--- Start Given data ---

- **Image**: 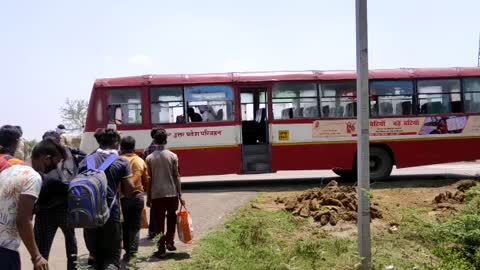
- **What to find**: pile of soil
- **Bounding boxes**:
[275,181,382,226]
[433,180,478,205]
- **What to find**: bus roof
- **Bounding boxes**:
[95,67,480,87]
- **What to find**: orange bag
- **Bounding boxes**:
[177,205,193,244]
[140,208,148,229]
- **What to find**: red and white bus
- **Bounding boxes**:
[81,68,480,179]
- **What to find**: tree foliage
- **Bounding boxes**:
[60,98,88,131]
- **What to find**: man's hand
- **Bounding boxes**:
[33,256,48,270]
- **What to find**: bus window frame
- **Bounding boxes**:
[414,76,464,117]
[317,80,358,120]
[368,79,418,119]
[460,76,480,115]
[147,84,189,127]
[184,83,236,123]
[268,80,322,120]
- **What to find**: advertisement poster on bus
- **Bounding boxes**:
[419,116,468,135]
[313,117,425,137]
[312,116,480,138]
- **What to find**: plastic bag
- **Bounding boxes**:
[140,208,148,229]
[177,205,193,244]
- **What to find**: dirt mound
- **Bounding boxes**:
[433,180,478,205]
[275,181,382,226]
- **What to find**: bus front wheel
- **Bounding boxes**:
[332,147,393,180]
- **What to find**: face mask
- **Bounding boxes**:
[44,158,60,174]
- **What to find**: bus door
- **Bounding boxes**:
[240,87,271,173]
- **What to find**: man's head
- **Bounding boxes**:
[94,128,120,150]
[0,125,22,155]
[32,137,67,173]
[153,128,168,145]
[120,136,135,154]
[150,127,160,139]
[55,124,66,135]
[42,130,60,143]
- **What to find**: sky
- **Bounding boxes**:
[0,0,480,139]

--- End Given data ---

◆ What you are asked to do ◆
Convert these lines into a Markdown table with the columns "Row" and "Line", numbering each row and skipping any blank lines. Leave the pictures out of the table.

◆ Written reply ◆
| Row | Line |
|---|---|
| 1 | - **Image**:  |
| 2 | - **What to find**: pile of soil |
| 3 | - **Bounding boxes**: |
| 4 | [275,181,382,226] |
| 5 | [433,180,478,205] |
| 6 | - **What to find**: bus roof |
| 7 | - **Bounding boxes**: |
| 8 | [95,67,480,87] |
| 9 | - **What to find**: orange bag |
| 10 | - **Bounding boxes**: |
| 11 | [177,205,193,244] |
| 12 | [140,208,148,229] |
| 13 | - **What to find**: red and white bus |
| 14 | - **Bounding boxes**: |
| 15 | [81,68,480,179] |
| 16 | - **What to find**: tree foliage |
| 17 | - **Bounding boxes**: |
| 18 | [60,98,88,131] |
| 19 | - **What to find**: man's hand |
| 20 | - **Bounding boxes**: |
| 21 | [33,256,48,270] |
| 22 | - **What to find**: bus window frame |
| 23 | - **Bounding boxes**: |
| 24 | [414,76,464,117] |
| 25 | [317,80,358,120] |
| 26 | [368,79,418,119] |
| 27 | [460,76,480,115] |
| 28 | [147,84,189,127] |
| 29 | [184,83,236,123] |
| 30 | [268,80,322,120] |
| 31 | - **What to find**: advertisement poster on bus |
| 32 | - **Bounding boxes**: |
| 33 | [419,116,468,135] |
| 34 | [313,117,425,137] |
| 35 | [312,116,480,138] |
| 36 | - **What to find**: plastic bag |
| 37 | - **Bounding boxes**: |
| 38 | [140,208,148,229] |
| 39 | [177,205,193,244] |
| 40 | - **What to find**: dirt mound |
| 41 | - **Bounding boxes**: |
| 42 | [433,180,478,205] |
| 43 | [275,181,382,226] |
| 44 | - **What to find**: bus front wheel |
| 45 | - **Bounding boxes**: |
| 46 | [332,147,393,180] |
| 47 | - **What to find**: face mask |
| 48 | - **Bounding boxes**: |
| 49 | [44,158,60,174] |
| 50 | - **What to find**: bus door |
| 51 | - **Bounding boxes**: |
| 52 | [240,87,271,173] |
| 53 | - **What to find**: man's head |
| 54 | - **Bounding boxes**: |
| 55 | [94,128,120,150] |
| 56 | [0,125,22,155] |
| 57 | [32,137,67,173] |
| 58 | [153,128,168,145] |
| 59 | [120,136,135,154] |
| 60 | [150,127,160,139] |
| 61 | [55,124,66,135] |
| 62 | [42,130,60,143] |
| 63 | - **What to find**: sky |
| 64 | - **Bounding boxes**: |
| 65 | [0,0,480,139] |